» **Exercise brief**: Reproduce the material below word for word, keeping every line unchanged.

» **Entries from an annotation dataset**:
□ □ □ □ □

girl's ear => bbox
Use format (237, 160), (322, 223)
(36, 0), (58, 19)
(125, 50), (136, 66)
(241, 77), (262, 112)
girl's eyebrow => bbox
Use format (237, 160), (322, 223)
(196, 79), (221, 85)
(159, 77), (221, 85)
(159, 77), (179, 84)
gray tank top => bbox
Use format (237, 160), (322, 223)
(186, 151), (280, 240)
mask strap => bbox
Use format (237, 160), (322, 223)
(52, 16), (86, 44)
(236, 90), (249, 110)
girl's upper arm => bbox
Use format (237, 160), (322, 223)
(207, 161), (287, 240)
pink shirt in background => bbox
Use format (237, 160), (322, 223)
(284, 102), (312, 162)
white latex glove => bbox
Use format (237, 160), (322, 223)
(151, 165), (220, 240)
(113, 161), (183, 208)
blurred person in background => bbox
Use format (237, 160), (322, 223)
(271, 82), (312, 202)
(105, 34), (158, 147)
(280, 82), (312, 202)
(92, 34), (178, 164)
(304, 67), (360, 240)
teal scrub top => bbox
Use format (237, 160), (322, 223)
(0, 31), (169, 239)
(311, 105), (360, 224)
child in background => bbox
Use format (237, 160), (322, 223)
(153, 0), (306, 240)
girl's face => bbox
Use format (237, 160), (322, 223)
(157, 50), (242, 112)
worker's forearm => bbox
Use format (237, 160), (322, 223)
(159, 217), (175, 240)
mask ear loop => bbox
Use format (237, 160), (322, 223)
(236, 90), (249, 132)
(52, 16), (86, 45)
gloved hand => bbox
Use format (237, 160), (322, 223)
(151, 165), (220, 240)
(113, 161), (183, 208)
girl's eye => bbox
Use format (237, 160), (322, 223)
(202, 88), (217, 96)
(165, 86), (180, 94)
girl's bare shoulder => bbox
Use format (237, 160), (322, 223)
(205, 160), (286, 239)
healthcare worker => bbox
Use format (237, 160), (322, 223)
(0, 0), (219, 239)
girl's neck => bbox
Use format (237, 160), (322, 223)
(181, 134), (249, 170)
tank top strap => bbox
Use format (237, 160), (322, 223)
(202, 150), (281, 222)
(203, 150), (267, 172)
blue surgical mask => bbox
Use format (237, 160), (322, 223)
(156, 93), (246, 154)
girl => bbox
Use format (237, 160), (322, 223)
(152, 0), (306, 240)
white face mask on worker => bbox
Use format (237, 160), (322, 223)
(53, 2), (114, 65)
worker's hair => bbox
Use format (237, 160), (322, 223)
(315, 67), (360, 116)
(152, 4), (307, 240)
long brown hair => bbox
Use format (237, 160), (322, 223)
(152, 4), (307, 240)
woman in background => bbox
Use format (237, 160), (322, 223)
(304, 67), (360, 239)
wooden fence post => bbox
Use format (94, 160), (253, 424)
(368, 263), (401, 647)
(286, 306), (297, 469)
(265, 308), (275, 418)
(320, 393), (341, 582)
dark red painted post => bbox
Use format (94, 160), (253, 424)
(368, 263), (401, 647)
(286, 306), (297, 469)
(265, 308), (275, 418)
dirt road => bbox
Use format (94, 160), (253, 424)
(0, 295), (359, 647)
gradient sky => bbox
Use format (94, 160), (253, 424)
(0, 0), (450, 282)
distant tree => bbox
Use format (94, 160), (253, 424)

□ □ □ □ □

» **Problem solution**:
girl's ear => bbox
Use format (237, 160), (322, 223)
(36, 0), (58, 19)
(125, 50), (136, 66)
(241, 77), (262, 112)
girl's eyebrow => bbox
Use format (237, 160), (322, 223)
(196, 79), (221, 85)
(159, 77), (221, 85)
(159, 77), (179, 84)
gray tank top => bbox
Use format (237, 160), (322, 223)
(186, 151), (280, 240)
mask strap => bbox
Use format (237, 160), (322, 223)
(52, 16), (86, 44)
(236, 90), (249, 110)
girl's upper arm => bbox
Use format (237, 160), (322, 223)
(207, 161), (287, 240)
pink shirt in background => bbox
Use format (237, 160), (322, 223)
(284, 102), (312, 162)
white latex glove => bbox
Use format (237, 160), (322, 223)
(151, 165), (220, 240)
(113, 161), (183, 208)
blurred person in background => bbox
Use format (237, 160), (322, 223)
(271, 82), (312, 202)
(105, 34), (158, 147)
(280, 82), (312, 202)
(92, 34), (178, 164)
(304, 67), (360, 240)
teal scrub top => bbox
Use format (237, 160), (322, 223)
(0, 31), (169, 239)
(311, 105), (360, 224)
child in background => bbox
Use format (237, 160), (322, 223)
(153, 0), (306, 240)
girl's face => bbox
Use format (237, 160), (322, 223)
(157, 50), (242, 112)
worker's forearm => bbox
Use format (237, 160), (322, 223)
(159, 217), (175, 240)
mask ear loop => bbox
Use format (237, 160), (322, 223)
(236, 90), (249, 132)
(52, 16), (86, 45)
gloved hand => bbox
Use format (237, 160), (322, 223)
(151, 165), (220, 240)
(113, 161), (183, 208)
girl's eye => bbox
Use format (237, 160), (322, 223)
(202, 88), (217, 96)
(165, 86), (180, 94)
girl's bare shoulder => bbox
Use format (237, 160), (322, 223)
(205, 160), (286, 239)
healthcare worker => bbox
Use format (237, 160), (322, 223)
(0, 0), (219, 239)
girl's neck => bbox
Use format (237, 160), (322, 223)
(181, 134), (249, 170)
tank top strap => bbox
Use format (237, 160), (322, 223)
(202, 150), (281, 222)
(203, 150), (267, 172)
blue surgical mask => bbox
Use format (237, 160), (322, 223)
(156, 93), (246, 154)
girl => bbox
Use format (237, 160), (322, 223)
(152, 0), (306, 240)
white face mask on worker => bbox
Use format (237, 160), (322, 223)
(53, 2), (114, 65)
worker's hair => bbox
Use format (237, 160), (322, 223)
(315, 67), (360, 116)
(152, 4), (307, 240)
long brown hair => bbox
Use format (237, 160), (322, 223)
(152, 4), (307, 240)
woman in background => bbox
Use format (237, 160), (322, 223)
(304, 67), (360, 239)
wooden fence post => bbox
Use format (94, 160), (253, 424)
(368, 263), (401, 647)
(286, 306), (297, 469)
(265, 308), (275, 418)
(320, 393), (341, 582)
dark red painted post => bbox
Use format (94, 160), (253, 424)
(368, 263), (401, 647)
(286, 306), (297, 469)
(265, 308), (275, 418)
dirt road => bbox
Use format (94, 160), (253, 424)
(0, 295), (359, 647)
gradient sky => bbox
Use format (94, 160), (253, 424)
(0, 0), (450, 282)
distant tree => bbox
Use format (94, 160), (253, 424)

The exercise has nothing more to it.